REQUISITOS DO EXERCÍCIO:
a) Liste todas as fontes de distração que o diário da quarentena menciona.
b) Segundo o diário da quarentena, o que os chuveiros modernos possuem?
c) Dê continuidade ao diário da quarentena a partir do ponto em que ele termina.

TEXTO APRESENTADO:
*-*-*
Páginas

quinta-feira, 23 de abril de 2020

DIÁRIO DA QUARENTENA (XXXII)




Ficar em casa nunca me causou problemas; ao contrário, gosto – e muito! Internet, televisão, livros, CDs, filmes – distração não falta. Posso escrever o que quiser, na hora que quiser, e ninguém vai me atrapalhar. Tenho comida no armário e na geladeira. Não é uma vida ruim. Mas,... Sempre aparece um imprevisto. Desta vez, queimou o chuveiro.

Queimar o chuveiro é expressão errada, me ensina o Assistente para Assuntos Elétricos e Hidráulicos (AAEH). Não existe mais essa história de curto-circuito, estouro, susto, medo de ser eletrocutado. Os chuveiros modernos possuem placas eletrônicas e que – em determinado momento – deixam de funcionar. É, literalmente, uma ducha de água fria.
*-*-*
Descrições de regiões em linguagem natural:

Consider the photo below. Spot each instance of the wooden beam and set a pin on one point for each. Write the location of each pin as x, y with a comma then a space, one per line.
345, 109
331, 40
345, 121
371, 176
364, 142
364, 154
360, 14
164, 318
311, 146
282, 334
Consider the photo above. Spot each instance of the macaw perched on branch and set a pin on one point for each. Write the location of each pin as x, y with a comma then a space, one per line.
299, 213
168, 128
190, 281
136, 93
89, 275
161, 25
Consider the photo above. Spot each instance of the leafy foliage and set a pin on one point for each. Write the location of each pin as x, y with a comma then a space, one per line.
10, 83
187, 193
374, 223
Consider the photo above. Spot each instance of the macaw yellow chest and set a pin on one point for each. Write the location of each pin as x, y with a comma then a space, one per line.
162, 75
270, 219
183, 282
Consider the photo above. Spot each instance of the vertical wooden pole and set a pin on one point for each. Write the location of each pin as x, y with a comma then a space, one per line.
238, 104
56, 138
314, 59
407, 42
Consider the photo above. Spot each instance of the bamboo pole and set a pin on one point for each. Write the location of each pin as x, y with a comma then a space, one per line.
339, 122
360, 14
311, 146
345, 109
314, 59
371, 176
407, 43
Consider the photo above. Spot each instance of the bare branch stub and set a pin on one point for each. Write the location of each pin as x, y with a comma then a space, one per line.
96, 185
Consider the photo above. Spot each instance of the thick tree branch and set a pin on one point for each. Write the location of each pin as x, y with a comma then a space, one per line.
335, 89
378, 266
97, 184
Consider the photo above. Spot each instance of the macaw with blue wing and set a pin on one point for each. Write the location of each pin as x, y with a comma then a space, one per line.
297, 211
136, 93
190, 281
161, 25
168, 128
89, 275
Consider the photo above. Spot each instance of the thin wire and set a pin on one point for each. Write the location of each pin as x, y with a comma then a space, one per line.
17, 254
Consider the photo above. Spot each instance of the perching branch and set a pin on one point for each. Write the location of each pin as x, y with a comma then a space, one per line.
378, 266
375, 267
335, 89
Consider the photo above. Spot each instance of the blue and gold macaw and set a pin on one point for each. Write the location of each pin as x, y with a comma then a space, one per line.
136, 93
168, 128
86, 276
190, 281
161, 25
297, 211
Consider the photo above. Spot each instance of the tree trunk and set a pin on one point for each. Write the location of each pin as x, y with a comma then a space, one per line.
*-*-*
RESPOSTAS ÀS TAREFAS:
a) Internet, televisão, livros, CDs e filmes.

b) Placas eletrônicas.

c)
Digo-lhe que foi isso que aconteceu. Tomei banho pela manhã. Não percebi nada de diferente. No final da tarde, água gelada. Poderia acrescentar que não desejo banho frio nem para o meu pior inimigo, mas isso é mentira, desejo sim – além de suplícios outros.

Relatei para o AAEH que, naquele momento, após exprimir inúmeros palavrões impublicáveis, disse para mim mesmo que era muito azar acabar a luz na hora do meu banho. Enxuguei o corpo e, diante do interruptor, disse: Fiat Lux. Fez-se. O que me levou à conclusão de que a causa da crise era outra. Nada mais me restou senão voltar para debaixo da água gelada. Foi um banho rápido, muito rápido. O mesmo aconteceu na manhã seguinte.   

O AAEH chegou logo depois do almoço, trocou a engenhoca, fez o serviço em menos de 30 minutos. Paguei sem reclamar – e pagaria mais se fosse necessário. Tenho dificuldades psicológicas com qualquer coisa que envolva eletricidade. Por exemplo, trocar lâmpada sempre foi uma tragédia. Preciso desligar o quadro geral de luz do apartamento antes de iniciar a atividade. Quando começaram a comercializar essas lâmpadas que duram quase uma eternidade, minha vontade foi a de ir até a gruta de São Bom Jesus de Iguape, acender vela, e agradecer aos deuses da tecnologia.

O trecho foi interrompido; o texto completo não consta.